What is required - Return all the data below as it stands, minus the pictures.

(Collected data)
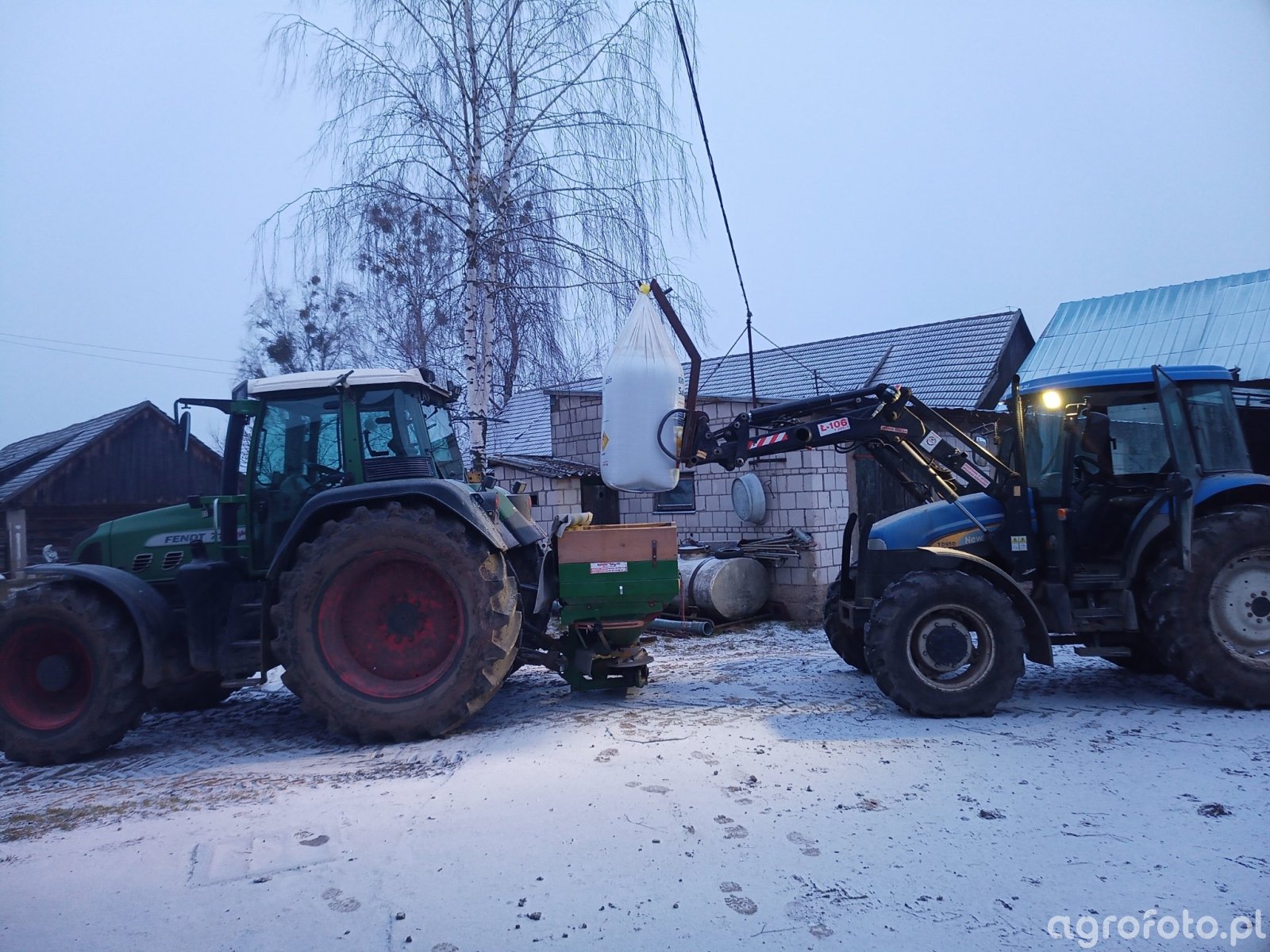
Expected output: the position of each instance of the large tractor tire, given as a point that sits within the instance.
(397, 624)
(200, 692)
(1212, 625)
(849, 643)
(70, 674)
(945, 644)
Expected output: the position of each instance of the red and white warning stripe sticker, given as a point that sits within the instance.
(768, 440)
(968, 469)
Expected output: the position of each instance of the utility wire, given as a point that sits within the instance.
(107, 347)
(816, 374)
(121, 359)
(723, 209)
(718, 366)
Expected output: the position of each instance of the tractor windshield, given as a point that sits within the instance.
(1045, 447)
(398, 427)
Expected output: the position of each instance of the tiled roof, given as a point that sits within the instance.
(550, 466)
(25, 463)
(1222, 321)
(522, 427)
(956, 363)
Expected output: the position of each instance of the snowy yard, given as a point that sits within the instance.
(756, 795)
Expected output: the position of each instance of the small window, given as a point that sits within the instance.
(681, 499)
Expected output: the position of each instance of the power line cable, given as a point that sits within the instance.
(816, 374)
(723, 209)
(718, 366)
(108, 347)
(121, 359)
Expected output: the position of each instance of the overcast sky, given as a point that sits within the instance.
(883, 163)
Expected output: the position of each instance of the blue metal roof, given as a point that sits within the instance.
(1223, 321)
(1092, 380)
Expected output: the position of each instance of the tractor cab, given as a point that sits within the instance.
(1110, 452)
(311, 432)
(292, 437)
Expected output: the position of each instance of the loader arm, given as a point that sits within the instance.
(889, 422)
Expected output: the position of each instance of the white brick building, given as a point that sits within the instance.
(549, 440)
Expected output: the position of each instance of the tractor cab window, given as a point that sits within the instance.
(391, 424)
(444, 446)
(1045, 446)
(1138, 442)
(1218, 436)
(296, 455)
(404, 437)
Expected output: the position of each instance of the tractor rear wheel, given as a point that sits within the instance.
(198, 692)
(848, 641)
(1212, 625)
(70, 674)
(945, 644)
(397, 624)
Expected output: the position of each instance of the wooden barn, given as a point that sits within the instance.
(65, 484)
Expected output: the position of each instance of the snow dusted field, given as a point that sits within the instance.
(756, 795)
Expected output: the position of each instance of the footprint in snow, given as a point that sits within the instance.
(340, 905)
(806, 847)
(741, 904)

Result of the task -
Expected output: the position of each instance of the large tractor tire, given as a point that sits within the instance.
(397, 624)
(200, 692)
(1212, 625)
(849, 643)
(70, 674)
(945, 644)
Expected output: the position of each instance of the red and white warning stripe sticker, given as a point that sits within the instance.
(768, 440)
(968, 469)
Expected output: the position of each instance of the utility wire, given as a point that sits within the instance.
(107, 347)
(816, 374)
(121, 359)
(723, 209)
(718, 366)
Expected output: the position of each instance of the tractor windshield, given as a point that sits within the instance.
(1045, 447)
(398, 427)
Expected output: the position of each instance of the tiled roof, given as a point that sits within the instance.
(550, 466)
(25, 463)
(1222, 321)
(522, 427)
(956, 363)
Expected output: the position of each instance of the snowy yard, given as a point that sits within the instance.
(756, 795)
Expected output: the position of each instance of the small window, given as a point that sits within the instance.
(681, 499)
Expected output: the position of each instance of the power line cable, given as a point that sits within the instance.
(816, 374)
(723, 209)
(718, 366)
(108, 347)
(121, 359)
Expected output: the position of each instance of the overcast sky, given as a point that sits within the instance.
(883, 163)
Expected output: the position of each instance of the blue metal roof, given as a point that sits within the instance.
(1223, 321)
(1092, 380)
Expected output: the position of each instance of the tractor cab, given as a point that sits within the instance.
(1110, 452)
(311, 432)
(292, 437)
Expected output: the position of each instance of the loader arm, given as a point that sits within the instance.
(889, 422)
Expected output: the position of each instance of the white brick building, given as a point that sits within the instance.
(549, 440)
Expected output: the position of each instance of the tractor cab window, given as a point that sits within the instance.
(391, 424)
(444, 446)
(1045, 446)
(1138, 442)
(1218, 436)
(296, 455)
(404, 437)
Expected output: the position of each instance of the tractor rear wheel, given as a point that sits within the instance.
(198, 692)
(848, 641)
(1212, 625)
(70, 674)
(945, 644)
(397, 624)
Expected output: the position of each instance of the wooden barn, given as a point that sits within the instance.
(65, 484)
Expected output: the position of each instance of the snow dusted field, given as a point that sits within the instance.
(756, 795)
Expected output: the position of each instance of the footprint in snow, given as a point that sits within the instance.
(340, 905)
(806, 847)
(741, 904)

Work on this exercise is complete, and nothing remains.